──────── Fragmento ────────

Parece que fue ayer cuando la Roja ganaba mundiales, Aznar se retrataba en Texas con el menos listo de los Bush y Rajoy se ufanaba de estar al frente de la octava economía. ¿Qué le pasó en aquel local al expatriado? Según cuenta en un blog, que a los alemanes les hizo mucha gracia que un pobretón latino se tomara una birra. Cuesta visualizar la situación.
¿Qué busca el expatriado cuando narra su experiencia? Antes que cualquier otra cosa, aprobación externa. Y Quécrueles -¿creó un nick ad hoc para hablar de su experiencia?- lo logró. Muchos españoles le arroparon y le ayudaron a entender lo que había sucedido realmente. “Lo que pasa -le aclaraba VPQ- es que son unos gilipollas”.
Y es que la vida, a menudo, no es lo que uno espera. Sofía viajó a Bélgica en 2013 con la esperanza de hallar una existencia mejor junto a su novio y acabó subyugada por su suegra. De las palabras de la chica se colige que le hicieron un boicot en toda regla por española y por sureña. La obligaron a comer sardinas frías con tomate recién pescadas en el Aldi de la esquina y a limpiar su habitación con paños amarillos de vajilla. La carroza devino en calabaza y la princesa, nos confiesa, en “puteada” Cenicienta.

────────

◆ Detalles de la tarea
Copia el fragmento comenzando en "Parece que fue" y terminando en "visualizar la situación.", y cambia "Texas" por "California". El material que aparece a continuación procede de otra fuente.

──────── Información ────────

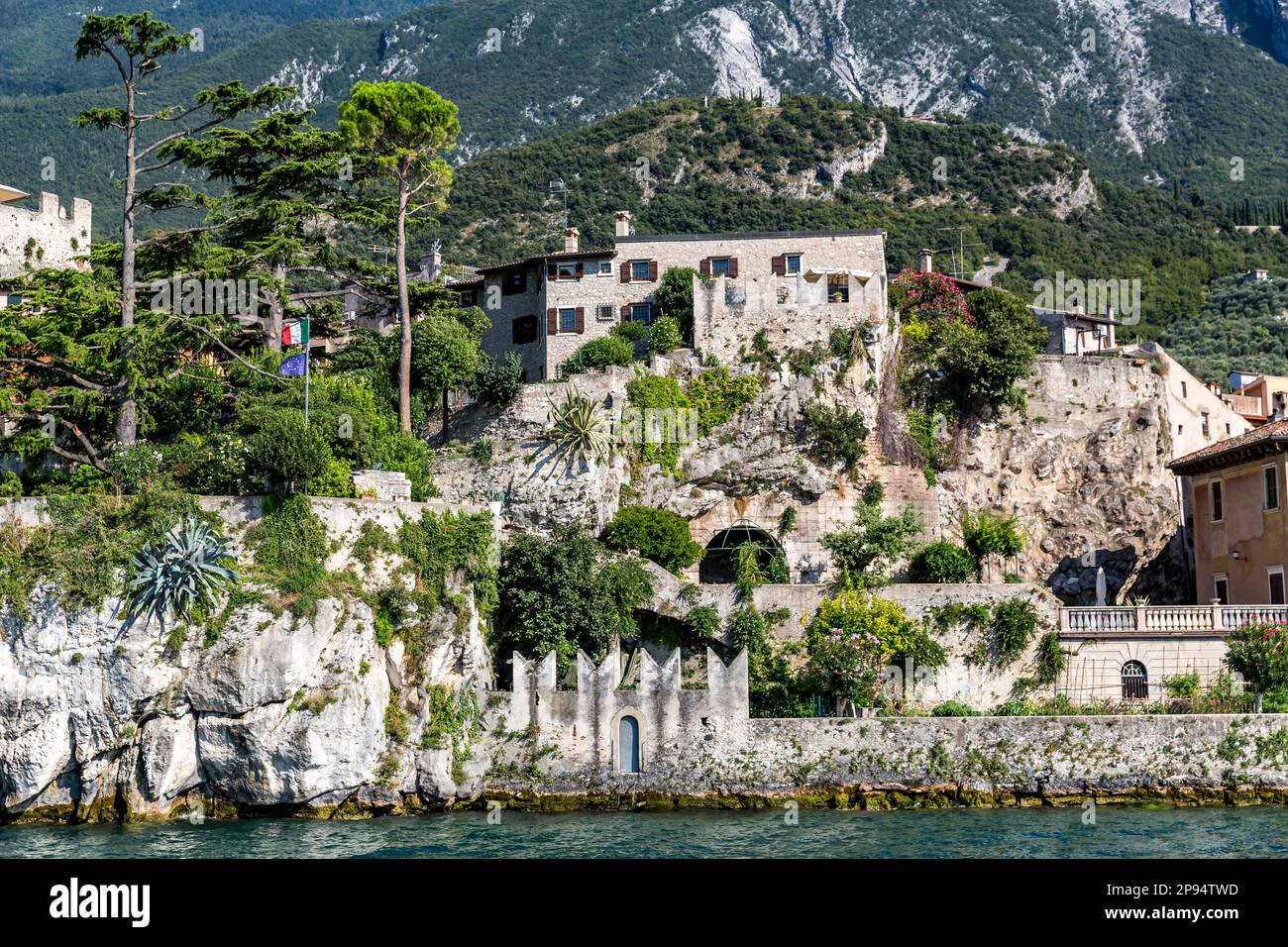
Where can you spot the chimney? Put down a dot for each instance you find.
(432, 265)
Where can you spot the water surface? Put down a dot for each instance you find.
(1146, 832)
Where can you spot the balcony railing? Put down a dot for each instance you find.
(1163, 620)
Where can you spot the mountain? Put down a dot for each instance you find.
(1028, 213)
(1243, 326)
(38, 42)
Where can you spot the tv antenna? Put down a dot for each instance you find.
(960, 252)
(558, 187)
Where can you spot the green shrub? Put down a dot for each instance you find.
(835, 434)
(287, 450)
(954, 709)
(335, 480)
(1051, 659)
(629, 331)
(941, 562)
(599, 354)
(664, 337)
(1014, 624)
(703, 622)
(658, 392)
(288, 541)
(657, 535)
(717, 397)
(498, 382)
(1181, 685)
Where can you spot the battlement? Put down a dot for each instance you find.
(589, 722)
(47, 237)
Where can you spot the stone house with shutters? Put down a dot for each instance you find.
(795, 286)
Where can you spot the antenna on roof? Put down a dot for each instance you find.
(558, 187)
(960, 252)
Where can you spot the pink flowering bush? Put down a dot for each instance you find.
(846, 664)
(925, 296)
(1260, 654)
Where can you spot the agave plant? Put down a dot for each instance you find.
(581, 431)
(188, 567)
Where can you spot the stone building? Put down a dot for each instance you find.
(44, 237)
(793, 286)
(1240, 527)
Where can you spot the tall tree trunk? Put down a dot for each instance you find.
(445, 418)
(273, 329)
(127, 421)
(403, 308)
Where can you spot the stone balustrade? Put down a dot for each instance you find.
(1144, 621)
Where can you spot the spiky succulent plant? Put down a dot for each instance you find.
(581, 431)
(185, 570)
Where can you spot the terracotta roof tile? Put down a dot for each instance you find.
(1266, 433)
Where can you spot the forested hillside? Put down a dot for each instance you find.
(1127, 86)
(733, 165)
(1243, 326)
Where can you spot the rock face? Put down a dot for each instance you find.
(279, 712)
(1085, 474)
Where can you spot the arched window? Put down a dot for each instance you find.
(1134, 681)
(719, 564)
(629, 745)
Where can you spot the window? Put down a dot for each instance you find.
(524, 330)
(1134, 682)
(514, 281)
(837, 287)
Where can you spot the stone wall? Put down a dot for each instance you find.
(938, 762)
(55, 239)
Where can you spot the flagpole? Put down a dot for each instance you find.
(307, 342)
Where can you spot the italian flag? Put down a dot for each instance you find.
(295, 333)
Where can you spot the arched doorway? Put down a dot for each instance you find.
(629, 744)
(719, 564)
(1134, 682)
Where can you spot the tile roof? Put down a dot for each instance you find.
(1258, 438)
(542, 258)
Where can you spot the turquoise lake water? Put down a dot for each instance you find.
(1146, 832)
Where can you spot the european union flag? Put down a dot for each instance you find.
(294, 365)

────────

◆ Tu respuesta
Parece que fue ayer cuando la Roja ganaba mundiales, Aznar se retrataba en California con el menos listo de los Bush y Rajoy se ufanaba de estar al frente de la octava economía. ¿Qué le pasó en aquel local al expatriado? Según cuenta en un blog, que a los alemanes les hizo mucha gracia que un pobretón latino se tomara una birra. Cuesta visualizar la situación.